DIRECTIONS ::
**a)** Under the proposal in the passage on adverse impacts of allowances, up to what level could each obligated party purchase allowances from the EPA?
**b)** Transcribe part of the passage on adverse impacts of allowances. Begin at the words "However, even with these" and stop after "corn-ethanol rather than cellulosic biofuel.".

EXTRACTED TEXT ::
══════

3. Potential Adverse Impacts of Allowances
    While the credit provisions of section 202(e) of EISA ensure that
there is a predictable upper limit to the price that cellulosic biofuel
producers can charge for a gallon of cellulosic biofuel and its
assigned RIN, there may be circumstances in which this provision has
other unintended impacts. For instance, if we made all cellulosic
allowances available to any obligated party, one obligated party could
purchase more allowances than he needs to meet his cellulosic biofuel
RVO and then sell the remaining allowances at an inflated price to
other obligated parties. Thus, we are proposing that each obligated
party could only purchase allowances from the EPA up to the level of
their cellulosic biofuel RVO. However, even with this restriction an
obligated party could still purchase both cellulosic biofuel volume
with its assigned RINs sufficient to meet its cellulosic biofuel RVO,
and also purchase allowances from the EPA. In this case, the obligated
party would effectively be using allowances as a replacement for corn
ethanol rather than cellulosic biofuel. To prevent this, we are
proposing an additional restriction: an obligated party could only
purchase allowances from the EPA to the degree that it establishes it
owns insufficient cellulosic biofuel RINs to meet its cellulosic
biofuel RVO. This approach forces obligated parties to apply all their
cellulosic biofuel RINs to their cellulosic biofuel RVO before appying
any allowances to their cellulosic biofuel RVO.
    However, even with these proposed restrictions on the purchase and
application of allowances, the statutory provision may not operate as
intended. For instance, if the combination of cellulosic biofuel volume
price and RIN price is low compared to that for corn-ethanol, a small
number of obligated parties could purchase more cellulosic biofuel than
they need to meet their cellulosic biofuel RVOs and could use the
additional cellulosic biofuel RINs to meet their advanced biofuel and
total renewable fuel RVOs. Other obligated parties would then have no
access to cellulosic biofuel volume nor cellulosic biofuel RINs, and
would be forced to purchase allowances from the EPA. This situation
would have the net effect of allowances replacing imported sugarcane
ethanol and/or corn-ethanol rather than cellulosic biofuel.

══════

RECORDS ::
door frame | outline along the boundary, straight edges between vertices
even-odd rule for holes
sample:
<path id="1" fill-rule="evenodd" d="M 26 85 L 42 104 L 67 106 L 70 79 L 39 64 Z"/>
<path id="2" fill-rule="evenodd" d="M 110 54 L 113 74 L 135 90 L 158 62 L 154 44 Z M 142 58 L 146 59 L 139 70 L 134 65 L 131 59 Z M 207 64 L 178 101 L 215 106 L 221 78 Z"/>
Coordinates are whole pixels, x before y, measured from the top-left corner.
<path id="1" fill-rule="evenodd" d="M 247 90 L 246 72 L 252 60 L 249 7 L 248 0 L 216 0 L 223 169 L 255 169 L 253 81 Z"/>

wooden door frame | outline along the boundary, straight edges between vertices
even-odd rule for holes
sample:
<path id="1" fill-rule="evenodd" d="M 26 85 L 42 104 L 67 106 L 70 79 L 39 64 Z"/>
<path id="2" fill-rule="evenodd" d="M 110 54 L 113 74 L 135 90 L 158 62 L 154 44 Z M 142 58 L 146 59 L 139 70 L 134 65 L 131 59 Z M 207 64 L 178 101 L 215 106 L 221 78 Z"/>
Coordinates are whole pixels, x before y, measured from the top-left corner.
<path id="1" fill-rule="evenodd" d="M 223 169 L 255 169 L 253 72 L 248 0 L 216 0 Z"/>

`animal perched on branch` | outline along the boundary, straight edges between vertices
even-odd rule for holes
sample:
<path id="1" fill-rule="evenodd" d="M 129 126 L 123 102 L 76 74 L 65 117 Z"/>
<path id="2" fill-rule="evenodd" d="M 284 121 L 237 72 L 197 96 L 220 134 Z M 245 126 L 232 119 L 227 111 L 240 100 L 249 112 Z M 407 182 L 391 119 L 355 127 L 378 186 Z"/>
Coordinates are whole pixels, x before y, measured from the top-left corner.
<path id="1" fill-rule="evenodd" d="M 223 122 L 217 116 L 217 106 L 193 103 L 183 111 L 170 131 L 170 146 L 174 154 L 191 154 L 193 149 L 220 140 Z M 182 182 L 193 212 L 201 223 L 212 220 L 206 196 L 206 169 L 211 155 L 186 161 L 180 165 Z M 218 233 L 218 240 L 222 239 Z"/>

══════

FULL SOLUTIONS ::
**a)** Up to the level of its cellulosic biofuel RVO.

**b)**
However, even with these proposed restrictions on the purchase and
application of allowances, the statutory provision may not operate as
intended. For instance, if the combination of cellulosic biofuel volume
price and RIN price is low compared to that for corn-ethanol, a small
number of obligated parties could purchase more cellulosic biofuel than
they need to meet their cellulosic biofuel RVOs and could use the
additional cellulosic biofuel RINs to meet their advanced biofuel and
total renewable fuel RVOs. Other obligated parties would then have no
access to cellulosic biofuel volume nor cellulosic biofuel RINs, and
would be forced to purchase allowances from the EPA. This situation
would have the net effect of allowances replacing imported sugarcane
ethanol and/or corn-ethanol rather than cellulosic biofuel.